EXERCISE DESCRIPTION:
Exclude the pictures, then quote exactly the lines from the one holding "the blue jacket." through the last line of the records.

++++ WORKING DATA ++++

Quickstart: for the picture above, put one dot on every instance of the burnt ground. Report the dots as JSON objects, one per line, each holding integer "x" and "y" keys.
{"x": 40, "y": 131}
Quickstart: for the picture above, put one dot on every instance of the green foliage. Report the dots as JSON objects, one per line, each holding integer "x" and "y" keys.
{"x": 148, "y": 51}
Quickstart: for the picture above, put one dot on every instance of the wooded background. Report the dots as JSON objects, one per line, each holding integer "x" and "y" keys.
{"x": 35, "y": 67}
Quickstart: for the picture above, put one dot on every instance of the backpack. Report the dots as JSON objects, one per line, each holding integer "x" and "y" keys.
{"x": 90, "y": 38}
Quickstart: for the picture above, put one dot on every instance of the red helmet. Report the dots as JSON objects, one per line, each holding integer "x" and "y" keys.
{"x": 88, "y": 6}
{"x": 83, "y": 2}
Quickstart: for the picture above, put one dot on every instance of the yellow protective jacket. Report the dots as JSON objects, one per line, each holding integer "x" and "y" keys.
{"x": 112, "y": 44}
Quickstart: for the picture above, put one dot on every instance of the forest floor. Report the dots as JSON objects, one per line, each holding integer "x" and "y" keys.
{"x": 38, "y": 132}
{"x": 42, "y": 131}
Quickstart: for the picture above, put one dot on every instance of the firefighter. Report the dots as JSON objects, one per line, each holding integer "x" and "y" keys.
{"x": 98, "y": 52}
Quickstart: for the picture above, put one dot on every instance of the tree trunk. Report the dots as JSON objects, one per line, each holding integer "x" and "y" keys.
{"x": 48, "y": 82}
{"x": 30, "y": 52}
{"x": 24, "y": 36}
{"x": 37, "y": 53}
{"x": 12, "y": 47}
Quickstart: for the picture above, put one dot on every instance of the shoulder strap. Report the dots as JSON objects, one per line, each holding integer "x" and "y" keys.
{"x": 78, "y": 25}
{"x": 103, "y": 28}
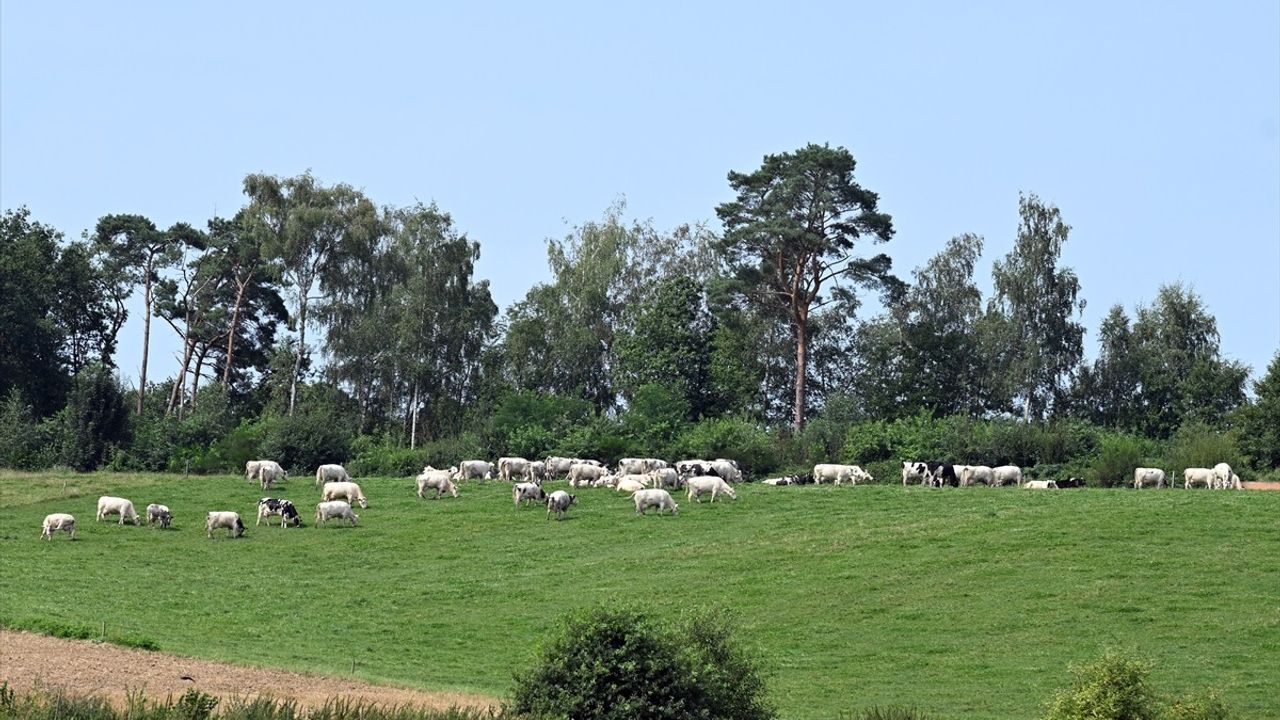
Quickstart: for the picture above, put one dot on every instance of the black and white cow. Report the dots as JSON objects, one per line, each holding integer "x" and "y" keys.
{"x": 942, "y": 474}
{"x": 269, "y": 506}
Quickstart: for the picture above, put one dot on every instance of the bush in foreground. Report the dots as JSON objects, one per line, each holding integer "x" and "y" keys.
{"x": 618, "y": 664}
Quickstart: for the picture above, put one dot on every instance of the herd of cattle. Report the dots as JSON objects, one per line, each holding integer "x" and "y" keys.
{"x": 648, "y": 479}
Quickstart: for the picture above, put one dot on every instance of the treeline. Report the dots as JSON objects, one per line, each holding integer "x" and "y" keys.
{"x": 316, "y": 326}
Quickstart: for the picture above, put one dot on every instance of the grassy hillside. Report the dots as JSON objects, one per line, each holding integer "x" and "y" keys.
{"x": 967, "y": 602}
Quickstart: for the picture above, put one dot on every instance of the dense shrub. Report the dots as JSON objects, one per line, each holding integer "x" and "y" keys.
{"x": 94, "y": 420}
{"x": 618, "y": 664}
{"x": 1111, "y": 688}
{"x": 24, "y": 443}
{"x": 1196, "y": 445}
{"x": 730, "y": 437}
{"x": 1116, "y": 458}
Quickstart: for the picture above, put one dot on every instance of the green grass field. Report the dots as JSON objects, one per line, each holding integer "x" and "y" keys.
{"x": 965, "y": 602}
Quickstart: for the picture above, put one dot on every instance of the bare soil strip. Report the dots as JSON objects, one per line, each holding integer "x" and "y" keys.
{"x": 28, "y": 660}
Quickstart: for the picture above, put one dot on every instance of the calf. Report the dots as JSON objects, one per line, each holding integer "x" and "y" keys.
{"x": 528, "y": 492}
{"x": 560, "y": 502}
{"x": 338, "y": 509}
{"x": 654, "y": 497}
{"x": 224, "y": 519}
{"x": 704, "y": 484}
{"x": 332, "y": 474}
{"x": 58, "y": 522}
{"x": 269, "y": 506}
{"x": 1143, "y": 477}
{"x": 438, "y": 481}
{"x": 350, "y": 492}
{"x": 108, "y": 505}
{"x": 159, "y": 513}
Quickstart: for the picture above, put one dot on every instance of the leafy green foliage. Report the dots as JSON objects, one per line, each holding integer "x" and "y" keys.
{"x": 1260, "y": 422}
{"x": 1111, "y": 688}
{"x": 615, "y": 662}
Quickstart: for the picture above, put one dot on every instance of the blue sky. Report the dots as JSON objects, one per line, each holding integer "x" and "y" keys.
{"x": 1155, "y": 127}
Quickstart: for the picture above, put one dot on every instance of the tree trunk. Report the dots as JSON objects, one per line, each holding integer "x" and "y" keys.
{"x": 302, "y": 347}
{"x": 231, "y": 336}
{"x": 412, "y": 432}
{"x": 146, "y": 335}
{"x": 801, "y": 365}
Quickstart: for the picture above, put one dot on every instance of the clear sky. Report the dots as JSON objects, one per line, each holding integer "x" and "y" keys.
{"x": 1155, "y": 127}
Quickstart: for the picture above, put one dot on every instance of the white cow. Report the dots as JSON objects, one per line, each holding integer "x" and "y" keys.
{"x": 654, "y": 497}
{"x": 159, "y": 513}
{"x": 560, "y": 502}
{"x": 666, "y": 478}
{"x": 1148, "y": 477}
{"x": 439, "y": 481}
{"x": 58, "y": 522}
{"x": 1006, "y": 475}
{"x": 1223, "y": 475}
{"x": 510, "y": 466}
{"x": 973, "y": 474}
{"x": 472, "y": 469}
{"x": 350, "y": 492}
{"x": 583, "y": 474}
{"x": 224, "y": 519}
{"x": 338, "y": 509}
{"x": 629, "y": 483}
{"x": 332, "y": 474}
{"x": 833, "y": 473}
{"x": 1193, "y": 477}
{"x": 914, "y": 470}
{"x": 526, "y": 492}
{"x": 108, "y": 505}
{"x": 269, "y": 472}
{"x": 251, "y": 469}
{"x": 704, "y": 484}
{"x": 727, "y": 470}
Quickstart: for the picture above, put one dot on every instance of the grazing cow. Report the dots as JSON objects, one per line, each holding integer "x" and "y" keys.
{"x": 560, "y": 502}
{"x": 512, "y": 466}
{"x": 269, "y": 472}
{"x": 1223, "y": 475}
{"x": 224, "y": 519}
{"x": 472, "y": 469}
{"x": 830, "y": 472}
{"x": 269, "y": 506}
{"x": 703, "y": 484}
{"x": 942, "y": 474}
{"x": 108, "y": 505}
{"x": 338, "y": 509}
{"x": 1193, "y": 477}
{"x": 690, "y": 468}
{"x": 332, "y": 474}
{"x": 438, "y": 481}
{"x": 528, "y": 492}
{"x": 654, "y": 497}
{"x": 1006, "y": 474}
{"x": 584, "y": 474}
{"x": 630, "y": 483}
{"x": 914, "y": 470}
{"x": 726, "y": 469}
{"x": 1143, "y": 477}
{"x": 55, "y": 522}
{"x": 350, "y": 492}
{"x": 666, "y": 478}
{"x": 159, "y": 513}
{"x": 973, "y": 474}
{"x": 251, "y": 469}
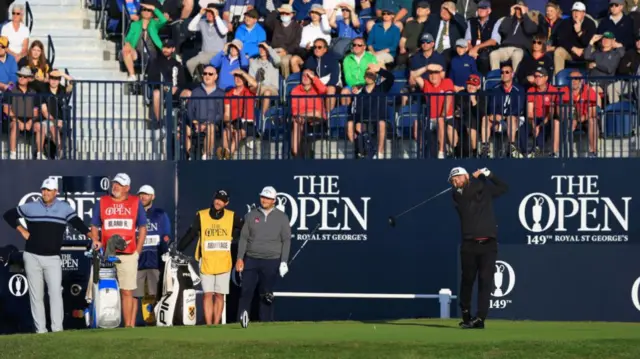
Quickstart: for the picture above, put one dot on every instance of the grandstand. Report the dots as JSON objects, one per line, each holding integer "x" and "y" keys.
{"x": 110, "y": 118}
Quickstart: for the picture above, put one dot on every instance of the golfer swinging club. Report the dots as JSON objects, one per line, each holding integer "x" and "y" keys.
{"x": 473, "y": 199}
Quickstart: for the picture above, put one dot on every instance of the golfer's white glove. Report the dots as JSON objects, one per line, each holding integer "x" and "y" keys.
{"x": 283, "y": 269}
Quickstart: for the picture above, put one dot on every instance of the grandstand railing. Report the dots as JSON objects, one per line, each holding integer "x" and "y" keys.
{"x": 118, "y": 121}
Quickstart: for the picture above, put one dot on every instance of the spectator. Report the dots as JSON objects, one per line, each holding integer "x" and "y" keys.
{"x": 214, "y": 36}
{"x": 441, "y": 106}
{"x": 327, "y": 68}
{"x": 572, "y": 37}
{"x": 22, "y": 110}
{"x": 166, "y": 69}
{"x": 146, "y": 29}
{"x": 618, "y": 23}
{"x": 371, "y": 106}
{"x": 234, "y": 11}
{"x": 452, "y": 28}
{"x": 318, "y": 28}
{"x": 356, "y": 63}
{"x": 306, "y": 112}
{"x": 471, "y": 109}
{"x": 38, "y": 65}
{"x": 426, "y": 56}
{"x": 412, "y": 33}
{"x": 384, "y": 38}
{"x": 541, "y": 103}
{"x": 55, "y": 106}
{"x": 205, "y": 110}
{"x": 478, "y": 34}
{"x": 585, "y": 101}
{"x": 251, "y": 33}
{"x": 17, "y": 33}
{"x": 604, "y": 61}
{"x": 8, "y": 66}
{"x": 264, "y": 69}
{"x": 506, "y": 103}
{"x": 401, "y": 9}
{"x": 230, "y": 58}
{"x": 467, "y": 8}
{"x": 514, "y": 35}
{"x": 239, "y": 112}
{"x": 347, "y": 29}
{"x": 628, "y": 66}
{"x": 462, "y": 66}
{"x": 537, "y": 57}
{"x": 286, "y": 37}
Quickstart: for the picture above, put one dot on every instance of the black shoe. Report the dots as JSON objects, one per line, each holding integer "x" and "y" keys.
{"x": 475, "y": 323}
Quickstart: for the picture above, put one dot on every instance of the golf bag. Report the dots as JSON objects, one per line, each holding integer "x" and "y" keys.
{"x": 104, "y": 309}
{"x": 177, "y": 305}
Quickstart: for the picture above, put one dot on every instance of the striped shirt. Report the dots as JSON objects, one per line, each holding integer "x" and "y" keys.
{"x": 46, "y": 224}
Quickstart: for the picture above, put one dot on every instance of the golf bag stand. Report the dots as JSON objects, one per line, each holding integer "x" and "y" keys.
{"x": 177, "y": 305}
{"x": 104, "y": 309}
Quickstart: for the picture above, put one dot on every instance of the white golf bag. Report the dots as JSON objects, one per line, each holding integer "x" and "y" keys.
{"x": 103, "y": 296}
{"x": 177, "y": 305}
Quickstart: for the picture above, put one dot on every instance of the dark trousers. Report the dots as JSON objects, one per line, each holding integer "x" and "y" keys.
{"x": 478, "y": 258}
{"x": 262, "y": 273}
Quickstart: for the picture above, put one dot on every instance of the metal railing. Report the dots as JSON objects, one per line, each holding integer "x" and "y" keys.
{"x": 106, "y": 120}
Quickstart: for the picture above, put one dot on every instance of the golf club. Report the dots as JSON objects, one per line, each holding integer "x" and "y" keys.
{"x": 305, "y": 243}
{"x": 392, "y": 219}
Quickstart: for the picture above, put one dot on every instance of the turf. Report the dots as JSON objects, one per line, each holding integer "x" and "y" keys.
{"x": 397, "y": 339}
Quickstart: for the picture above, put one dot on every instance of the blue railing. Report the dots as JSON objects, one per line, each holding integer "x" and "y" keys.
{"x": 110, "y": 120}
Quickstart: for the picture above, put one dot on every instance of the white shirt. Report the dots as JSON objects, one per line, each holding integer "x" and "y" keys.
{"x": 312, "y": 32}
{"x": 15, "y": 37}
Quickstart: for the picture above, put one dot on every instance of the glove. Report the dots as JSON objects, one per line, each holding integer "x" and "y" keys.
{"x": 283, "y": 269}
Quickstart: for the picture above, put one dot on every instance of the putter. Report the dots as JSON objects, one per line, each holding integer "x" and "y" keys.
{"x": 392, "y": 219}
{"x": 304, "y": 244}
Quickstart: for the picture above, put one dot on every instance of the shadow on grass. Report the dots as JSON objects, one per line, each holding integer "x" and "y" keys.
{"x": 429, "y": 325}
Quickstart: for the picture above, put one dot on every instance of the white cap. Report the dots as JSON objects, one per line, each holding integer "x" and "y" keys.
{"x": 123, "y": 179}
{"x": 578, "y": 6}
{"x": 147, "y": 189}
{"x": 457, "y": 171}
{"x": 50, "y": 184}
{"x": 268, "y": 192}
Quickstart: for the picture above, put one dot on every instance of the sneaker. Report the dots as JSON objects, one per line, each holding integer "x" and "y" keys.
{"x": 244, "y": 319}
{"x": 475, "y": 323}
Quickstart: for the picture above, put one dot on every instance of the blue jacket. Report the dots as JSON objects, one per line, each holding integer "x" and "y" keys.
{"x": 222, "y": 63}
{"x": 158, "y": 227}
{"x": 251, "y": 39}
{"x": 8, "y": 70}
{"x": 461, "y": 68}
{"x": 513, "y": 104}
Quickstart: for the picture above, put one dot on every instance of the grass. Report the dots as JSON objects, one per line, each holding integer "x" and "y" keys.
{"x": 397, "y": 339}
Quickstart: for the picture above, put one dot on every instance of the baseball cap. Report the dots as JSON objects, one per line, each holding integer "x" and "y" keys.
{"x": 474, "y": 80}
{"x": 123, "y": 179}
{"x": 50, "y": 184}
{"x": 222, "y": 195}
{"x": 268, "y": 192}
{"x": 147, "y": 189}
{"x": 578, "y": 6}
{"x": 457, "y": 171}
{"x": 542, "y": 70}
{"x": 426, "y": 38}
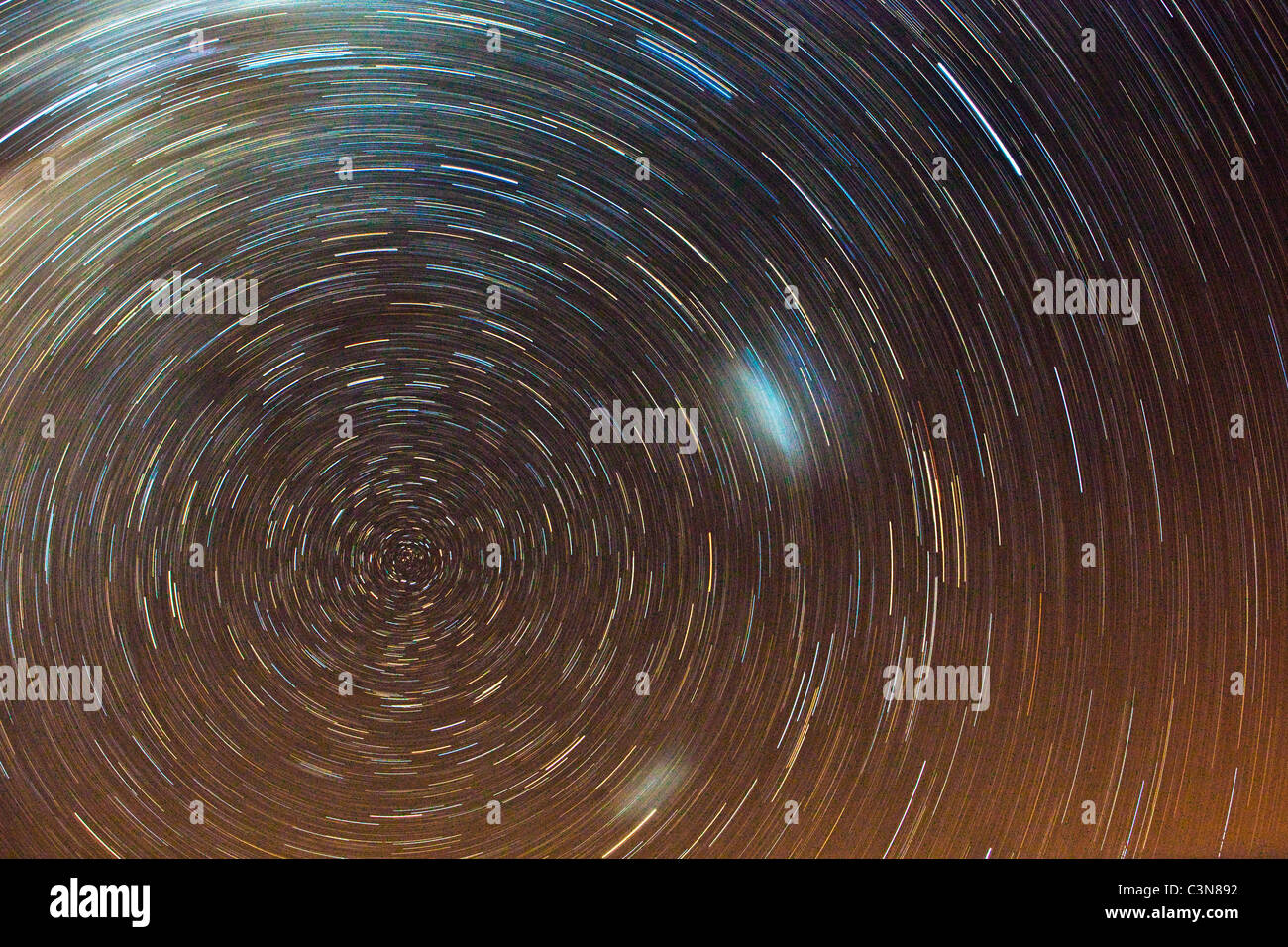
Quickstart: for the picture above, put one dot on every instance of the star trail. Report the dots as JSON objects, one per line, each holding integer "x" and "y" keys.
{"x": 307, "y": 316}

++++

TASK RESULT:
Quickstart: for the picture above, put one dot on every instance of the blue jacket. Report the dots as JSON objects, one per line, each holding integer "x" and "y" keys.
{"x": 222, "y": 63}
{"x": 158, "y": 227}
{"x": 251, "y": 39}
{"x": 8, "y": 70}
{"x": 461, "y": 68}
{"x": 513, "y": 104}
Quickstart: for the picture above, put one dot on every instance of the grass. Report the dots as JSON objects, one per line, each holding integer "x" and "y" keys.
{"x": 397, "y": 339}
Quickstart: for the picture above, put one dot on every instance of the baseball cap. Report the dots as JSON objects, one per line, each holding integer "x" and "y" keys.
{"x": 474, "y": 80}
{"x": 123, "y": 179}
{"x": 50, "y": 184}
{"x": 222, "y": 195}
{"x": 268, "y": 192}
{"x": 147, "y": 189}
{"x": 578, "y": 6}
{"x": 457, "y": 171}
{"x": 542, "y": 70}
{"x": 426, "y": 38}
Quickstart: for the picture above, put one dot on every instance of the star trail. Report the dots as JSON objects, one per line, each holding integer "x" and "y" keys.
{"x": 307, "y": 316}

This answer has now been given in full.